**Texto fornecido:**
14. É, por isso, óbvio que os direitos dos AA. são colocados em causa quando os despachos recorridos (aqui em causa) dispõem sobre o seu direito legal à igualdade de armas e a um processo equitativo que, desde logo, cumpra os ditames legais.
15. Colocando-se em causa o cumprimento dos ditames legais processuais, nomeadamente os dispostos no artigo 157.º do CPT, o despacho que discorre e decide sobre este tema é naturalmente recorrível e não pode alguma vez ser classificado como de mero expediente ou como simplesmente decidindo sobre impedimentos, até porque não são apenas os impedimentos que estão que estaria em causa.
16. Conforme coloca a melhor jurisprudência e doutrina: (…);
17. Ora, os despachos recorridos influem directamente nos direitos processuais das RR., não se reconduzindo a qualquer dos casos acima descritos, pelo que não são despachos de mero expediente.

**Tarefa a realizar:**
Por favor, imprima na íntegra e sem qualquer alteração o texto sobre a recorribilidade dos despachos.

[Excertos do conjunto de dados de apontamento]
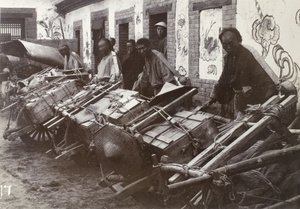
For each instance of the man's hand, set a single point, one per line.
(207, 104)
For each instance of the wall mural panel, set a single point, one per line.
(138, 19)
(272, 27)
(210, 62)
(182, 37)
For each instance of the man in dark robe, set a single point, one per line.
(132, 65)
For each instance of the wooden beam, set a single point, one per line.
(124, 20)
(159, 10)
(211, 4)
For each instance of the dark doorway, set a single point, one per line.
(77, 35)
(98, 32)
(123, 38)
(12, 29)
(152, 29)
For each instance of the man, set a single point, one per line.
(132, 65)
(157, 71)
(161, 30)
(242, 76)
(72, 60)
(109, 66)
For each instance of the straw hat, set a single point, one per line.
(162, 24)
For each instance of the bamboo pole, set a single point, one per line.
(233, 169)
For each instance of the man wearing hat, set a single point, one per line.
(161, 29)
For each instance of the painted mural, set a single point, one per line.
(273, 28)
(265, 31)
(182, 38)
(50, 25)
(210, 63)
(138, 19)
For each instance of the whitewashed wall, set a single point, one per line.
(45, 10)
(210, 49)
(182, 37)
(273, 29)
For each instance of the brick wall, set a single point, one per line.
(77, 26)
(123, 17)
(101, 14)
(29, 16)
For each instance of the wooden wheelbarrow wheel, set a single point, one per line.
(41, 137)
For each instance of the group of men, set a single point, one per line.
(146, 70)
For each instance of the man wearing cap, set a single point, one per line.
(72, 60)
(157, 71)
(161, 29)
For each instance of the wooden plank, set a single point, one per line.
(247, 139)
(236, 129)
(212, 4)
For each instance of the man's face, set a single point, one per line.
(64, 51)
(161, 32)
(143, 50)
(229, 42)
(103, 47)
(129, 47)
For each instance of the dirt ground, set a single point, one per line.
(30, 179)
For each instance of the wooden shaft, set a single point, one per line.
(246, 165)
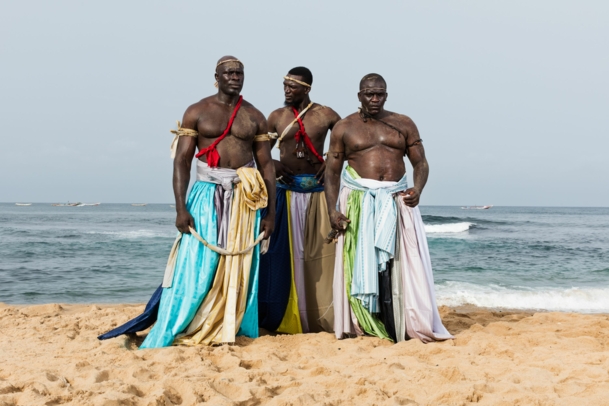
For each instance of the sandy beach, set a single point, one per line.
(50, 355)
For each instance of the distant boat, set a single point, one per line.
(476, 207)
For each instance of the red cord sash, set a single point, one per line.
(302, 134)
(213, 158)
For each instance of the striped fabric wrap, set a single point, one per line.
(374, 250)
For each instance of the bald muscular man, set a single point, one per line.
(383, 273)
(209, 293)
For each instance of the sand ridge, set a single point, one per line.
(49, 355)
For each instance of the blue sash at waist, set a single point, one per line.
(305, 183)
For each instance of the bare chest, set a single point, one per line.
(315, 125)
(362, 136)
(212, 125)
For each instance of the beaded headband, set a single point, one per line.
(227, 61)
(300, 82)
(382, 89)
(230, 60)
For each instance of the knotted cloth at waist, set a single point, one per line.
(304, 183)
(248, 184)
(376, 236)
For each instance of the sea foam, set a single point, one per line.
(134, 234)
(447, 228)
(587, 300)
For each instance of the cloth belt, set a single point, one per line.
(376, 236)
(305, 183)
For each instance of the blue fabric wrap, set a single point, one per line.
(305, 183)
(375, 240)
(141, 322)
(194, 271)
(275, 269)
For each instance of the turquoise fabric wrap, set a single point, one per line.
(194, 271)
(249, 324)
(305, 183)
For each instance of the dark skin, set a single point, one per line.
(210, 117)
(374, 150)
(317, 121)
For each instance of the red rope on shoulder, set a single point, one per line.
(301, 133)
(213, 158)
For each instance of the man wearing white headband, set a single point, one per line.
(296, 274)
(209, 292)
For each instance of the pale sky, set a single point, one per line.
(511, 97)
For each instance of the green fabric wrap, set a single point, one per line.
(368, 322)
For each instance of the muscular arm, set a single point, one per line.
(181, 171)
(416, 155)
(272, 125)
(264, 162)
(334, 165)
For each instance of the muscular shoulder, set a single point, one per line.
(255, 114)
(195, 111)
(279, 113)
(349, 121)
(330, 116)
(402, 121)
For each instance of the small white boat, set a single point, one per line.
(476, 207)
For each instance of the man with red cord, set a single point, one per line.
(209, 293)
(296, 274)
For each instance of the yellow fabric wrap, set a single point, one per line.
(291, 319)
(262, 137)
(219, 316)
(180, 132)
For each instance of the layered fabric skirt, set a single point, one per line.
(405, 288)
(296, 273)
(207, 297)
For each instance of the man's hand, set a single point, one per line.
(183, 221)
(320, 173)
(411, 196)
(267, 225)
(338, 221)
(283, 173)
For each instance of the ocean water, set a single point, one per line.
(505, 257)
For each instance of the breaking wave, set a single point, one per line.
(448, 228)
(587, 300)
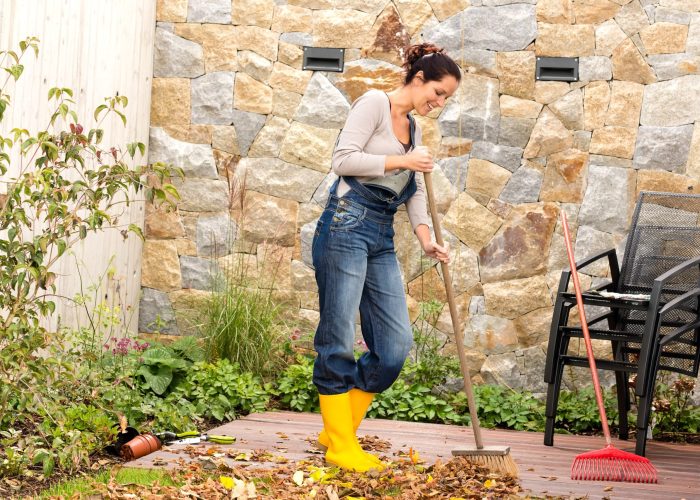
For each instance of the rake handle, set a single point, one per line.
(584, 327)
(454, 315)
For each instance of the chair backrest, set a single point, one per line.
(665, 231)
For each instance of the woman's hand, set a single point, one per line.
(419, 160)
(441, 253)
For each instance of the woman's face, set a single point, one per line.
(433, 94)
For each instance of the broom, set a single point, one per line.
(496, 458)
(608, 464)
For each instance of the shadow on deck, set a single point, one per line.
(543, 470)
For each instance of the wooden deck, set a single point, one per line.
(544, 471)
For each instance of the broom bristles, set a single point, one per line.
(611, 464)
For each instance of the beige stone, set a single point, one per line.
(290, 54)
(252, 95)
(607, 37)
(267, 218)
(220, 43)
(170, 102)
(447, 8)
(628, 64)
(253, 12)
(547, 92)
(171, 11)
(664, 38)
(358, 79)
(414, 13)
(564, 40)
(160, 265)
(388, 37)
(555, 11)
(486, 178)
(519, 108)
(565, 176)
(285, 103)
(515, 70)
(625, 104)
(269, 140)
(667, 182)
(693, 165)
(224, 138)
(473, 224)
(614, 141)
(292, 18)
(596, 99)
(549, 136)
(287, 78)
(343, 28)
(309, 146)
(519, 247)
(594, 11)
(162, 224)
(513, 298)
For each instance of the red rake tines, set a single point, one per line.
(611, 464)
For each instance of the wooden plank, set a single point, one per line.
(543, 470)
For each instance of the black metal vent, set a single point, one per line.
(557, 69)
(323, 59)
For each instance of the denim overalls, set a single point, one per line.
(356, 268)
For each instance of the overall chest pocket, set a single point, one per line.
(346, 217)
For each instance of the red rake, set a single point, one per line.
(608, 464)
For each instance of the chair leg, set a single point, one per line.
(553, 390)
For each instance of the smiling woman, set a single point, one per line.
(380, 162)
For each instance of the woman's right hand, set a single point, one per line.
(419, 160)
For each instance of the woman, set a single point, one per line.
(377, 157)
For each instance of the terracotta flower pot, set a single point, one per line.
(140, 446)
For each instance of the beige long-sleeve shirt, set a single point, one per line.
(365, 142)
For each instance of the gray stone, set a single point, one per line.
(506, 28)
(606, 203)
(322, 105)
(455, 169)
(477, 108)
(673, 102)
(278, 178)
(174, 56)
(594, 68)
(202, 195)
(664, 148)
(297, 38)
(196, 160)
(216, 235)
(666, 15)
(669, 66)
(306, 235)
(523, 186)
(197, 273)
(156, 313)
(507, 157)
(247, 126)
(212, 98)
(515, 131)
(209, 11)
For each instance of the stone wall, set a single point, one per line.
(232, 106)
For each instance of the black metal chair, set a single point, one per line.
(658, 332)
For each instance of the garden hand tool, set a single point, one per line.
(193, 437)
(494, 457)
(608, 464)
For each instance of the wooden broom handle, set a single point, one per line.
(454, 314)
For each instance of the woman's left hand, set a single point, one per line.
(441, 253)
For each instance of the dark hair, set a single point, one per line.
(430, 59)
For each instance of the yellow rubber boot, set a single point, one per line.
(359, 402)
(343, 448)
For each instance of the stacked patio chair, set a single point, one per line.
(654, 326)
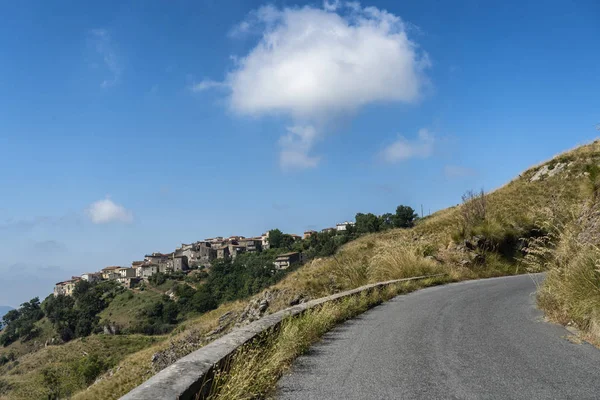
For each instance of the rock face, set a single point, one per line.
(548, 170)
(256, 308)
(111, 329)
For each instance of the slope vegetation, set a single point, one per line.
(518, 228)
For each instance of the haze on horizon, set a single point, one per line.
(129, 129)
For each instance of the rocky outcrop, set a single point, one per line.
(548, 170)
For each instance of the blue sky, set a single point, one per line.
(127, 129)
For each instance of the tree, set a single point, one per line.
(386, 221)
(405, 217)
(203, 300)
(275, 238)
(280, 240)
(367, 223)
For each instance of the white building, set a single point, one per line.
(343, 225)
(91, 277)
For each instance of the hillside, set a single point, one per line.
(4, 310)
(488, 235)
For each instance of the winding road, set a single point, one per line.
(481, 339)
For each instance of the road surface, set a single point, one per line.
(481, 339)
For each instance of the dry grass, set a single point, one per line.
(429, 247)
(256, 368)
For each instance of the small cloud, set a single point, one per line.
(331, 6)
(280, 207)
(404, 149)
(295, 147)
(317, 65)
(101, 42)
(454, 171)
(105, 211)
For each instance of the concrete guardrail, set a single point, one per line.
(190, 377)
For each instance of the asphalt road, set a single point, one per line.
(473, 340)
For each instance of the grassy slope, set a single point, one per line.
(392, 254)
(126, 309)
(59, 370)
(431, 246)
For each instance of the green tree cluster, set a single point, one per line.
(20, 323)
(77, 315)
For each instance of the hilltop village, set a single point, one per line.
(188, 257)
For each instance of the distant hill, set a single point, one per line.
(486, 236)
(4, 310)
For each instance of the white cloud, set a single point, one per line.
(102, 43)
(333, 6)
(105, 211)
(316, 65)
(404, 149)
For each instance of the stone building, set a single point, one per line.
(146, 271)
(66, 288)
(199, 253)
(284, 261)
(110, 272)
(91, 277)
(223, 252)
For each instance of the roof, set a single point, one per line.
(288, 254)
--
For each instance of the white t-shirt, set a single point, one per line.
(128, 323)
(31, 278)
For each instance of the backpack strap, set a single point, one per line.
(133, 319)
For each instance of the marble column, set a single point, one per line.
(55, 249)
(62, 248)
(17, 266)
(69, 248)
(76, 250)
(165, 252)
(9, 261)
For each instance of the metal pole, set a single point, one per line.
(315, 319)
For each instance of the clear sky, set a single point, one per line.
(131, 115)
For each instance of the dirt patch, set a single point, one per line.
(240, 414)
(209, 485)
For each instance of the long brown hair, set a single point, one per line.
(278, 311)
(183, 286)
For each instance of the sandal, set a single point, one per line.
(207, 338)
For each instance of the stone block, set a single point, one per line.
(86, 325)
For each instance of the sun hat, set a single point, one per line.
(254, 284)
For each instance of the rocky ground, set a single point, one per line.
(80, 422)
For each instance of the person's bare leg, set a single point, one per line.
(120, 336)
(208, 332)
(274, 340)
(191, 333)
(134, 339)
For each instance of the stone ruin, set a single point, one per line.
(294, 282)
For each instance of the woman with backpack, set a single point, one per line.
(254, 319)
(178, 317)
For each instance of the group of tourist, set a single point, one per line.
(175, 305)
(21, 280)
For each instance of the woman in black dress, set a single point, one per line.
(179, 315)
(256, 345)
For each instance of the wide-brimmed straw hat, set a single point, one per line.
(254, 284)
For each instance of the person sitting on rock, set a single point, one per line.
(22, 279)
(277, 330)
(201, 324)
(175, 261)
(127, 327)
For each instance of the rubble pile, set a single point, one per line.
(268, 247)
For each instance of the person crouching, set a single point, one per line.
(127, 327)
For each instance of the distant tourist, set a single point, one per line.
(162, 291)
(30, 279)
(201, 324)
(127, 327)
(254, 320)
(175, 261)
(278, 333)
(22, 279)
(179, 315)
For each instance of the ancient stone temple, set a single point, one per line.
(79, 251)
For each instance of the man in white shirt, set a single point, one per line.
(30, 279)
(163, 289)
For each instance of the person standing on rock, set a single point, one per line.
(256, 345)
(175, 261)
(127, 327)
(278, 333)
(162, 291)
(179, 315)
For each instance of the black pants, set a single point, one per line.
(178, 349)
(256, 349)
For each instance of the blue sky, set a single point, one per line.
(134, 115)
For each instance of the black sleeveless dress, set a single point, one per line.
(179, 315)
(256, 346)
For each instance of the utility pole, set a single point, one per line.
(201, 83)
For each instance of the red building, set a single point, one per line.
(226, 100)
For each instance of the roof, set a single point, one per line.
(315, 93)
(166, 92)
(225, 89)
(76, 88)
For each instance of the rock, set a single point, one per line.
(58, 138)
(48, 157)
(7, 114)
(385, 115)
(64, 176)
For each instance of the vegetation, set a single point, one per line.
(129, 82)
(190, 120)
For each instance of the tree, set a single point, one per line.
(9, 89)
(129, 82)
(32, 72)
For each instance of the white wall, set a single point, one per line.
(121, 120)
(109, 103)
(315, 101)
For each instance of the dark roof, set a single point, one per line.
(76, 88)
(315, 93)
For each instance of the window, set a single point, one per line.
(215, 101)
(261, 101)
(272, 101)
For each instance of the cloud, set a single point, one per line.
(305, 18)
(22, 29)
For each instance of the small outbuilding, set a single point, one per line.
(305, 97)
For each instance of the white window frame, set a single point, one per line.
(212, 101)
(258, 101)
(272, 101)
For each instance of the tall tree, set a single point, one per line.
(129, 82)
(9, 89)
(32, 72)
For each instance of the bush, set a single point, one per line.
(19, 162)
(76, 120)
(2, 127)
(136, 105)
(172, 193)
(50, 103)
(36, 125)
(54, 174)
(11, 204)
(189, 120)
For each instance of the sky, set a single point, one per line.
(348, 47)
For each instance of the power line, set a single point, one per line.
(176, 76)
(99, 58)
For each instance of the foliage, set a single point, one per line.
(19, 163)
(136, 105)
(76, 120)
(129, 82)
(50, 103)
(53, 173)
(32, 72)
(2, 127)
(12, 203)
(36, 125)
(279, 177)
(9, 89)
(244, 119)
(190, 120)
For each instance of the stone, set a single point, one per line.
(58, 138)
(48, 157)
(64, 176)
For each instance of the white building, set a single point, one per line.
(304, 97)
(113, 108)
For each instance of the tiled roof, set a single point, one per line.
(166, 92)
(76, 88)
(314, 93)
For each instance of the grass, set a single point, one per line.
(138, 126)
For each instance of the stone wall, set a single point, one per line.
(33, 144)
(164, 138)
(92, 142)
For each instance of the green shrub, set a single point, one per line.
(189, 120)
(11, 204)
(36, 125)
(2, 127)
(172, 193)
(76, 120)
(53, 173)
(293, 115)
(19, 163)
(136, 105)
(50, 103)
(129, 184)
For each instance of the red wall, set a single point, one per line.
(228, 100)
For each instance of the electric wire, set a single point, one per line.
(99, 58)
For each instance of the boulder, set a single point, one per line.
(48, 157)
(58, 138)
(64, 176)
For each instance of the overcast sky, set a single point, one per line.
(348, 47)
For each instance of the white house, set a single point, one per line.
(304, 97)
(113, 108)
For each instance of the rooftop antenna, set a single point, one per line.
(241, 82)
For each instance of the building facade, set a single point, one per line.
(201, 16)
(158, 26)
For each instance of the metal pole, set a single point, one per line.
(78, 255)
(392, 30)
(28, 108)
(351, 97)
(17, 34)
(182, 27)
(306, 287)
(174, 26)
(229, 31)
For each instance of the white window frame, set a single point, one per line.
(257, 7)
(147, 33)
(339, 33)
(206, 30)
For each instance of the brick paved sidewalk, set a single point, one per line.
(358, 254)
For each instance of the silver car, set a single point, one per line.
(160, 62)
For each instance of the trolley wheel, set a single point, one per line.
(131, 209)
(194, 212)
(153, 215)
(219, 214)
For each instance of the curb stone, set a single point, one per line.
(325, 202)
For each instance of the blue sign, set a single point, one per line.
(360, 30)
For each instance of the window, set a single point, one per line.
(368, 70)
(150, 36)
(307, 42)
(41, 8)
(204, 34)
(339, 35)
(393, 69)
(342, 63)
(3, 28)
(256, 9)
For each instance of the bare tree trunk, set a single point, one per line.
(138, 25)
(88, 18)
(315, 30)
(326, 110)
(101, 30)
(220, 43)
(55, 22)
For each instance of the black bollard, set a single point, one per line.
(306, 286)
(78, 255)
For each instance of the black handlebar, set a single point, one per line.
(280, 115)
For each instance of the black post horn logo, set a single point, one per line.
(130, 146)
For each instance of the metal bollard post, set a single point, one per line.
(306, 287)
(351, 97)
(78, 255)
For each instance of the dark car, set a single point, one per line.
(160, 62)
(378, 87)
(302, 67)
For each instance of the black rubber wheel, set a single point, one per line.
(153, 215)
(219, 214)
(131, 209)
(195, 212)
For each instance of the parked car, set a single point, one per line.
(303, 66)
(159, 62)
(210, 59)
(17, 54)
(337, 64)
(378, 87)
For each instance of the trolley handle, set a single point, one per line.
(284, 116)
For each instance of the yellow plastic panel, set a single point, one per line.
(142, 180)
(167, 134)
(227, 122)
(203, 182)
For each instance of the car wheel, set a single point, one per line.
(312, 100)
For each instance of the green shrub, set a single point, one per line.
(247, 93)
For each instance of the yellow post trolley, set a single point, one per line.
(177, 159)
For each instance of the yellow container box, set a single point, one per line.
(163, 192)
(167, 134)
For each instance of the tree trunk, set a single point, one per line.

**Resolução do exercício:**
14. É, por isso, óbvio que os direitos dos AA. são colocados em causa quando os despachos recorridos (aqui em causa) dispõem sobre o seu direito legal à igualdade de armas e a um processo equitativo que, desde logo, cumpra os ditames legais.
15. Colocando-se em causa o cumprimento dos ditames legais processuais, nomeadamente os dispostos no artigo 157.º do CPT, o despacho que discorre e decide sobre este tema é naturalmente recorrível e não pode alguma vez ser classificado como de mero expediente ou como simplesmente decidindo sobre impedimentos, até porque não são apenas os impedimentos que estão que estaria em causa.
16. Conforme coloca a melhor jurisprudência e doutrina: (…);
17. Ora, os despachos recorridos influem directamente nos direitos processuais das RR., não se reconduzindo a qualquer dos casos acima descritos, pelo que não são despachos de mero expediente.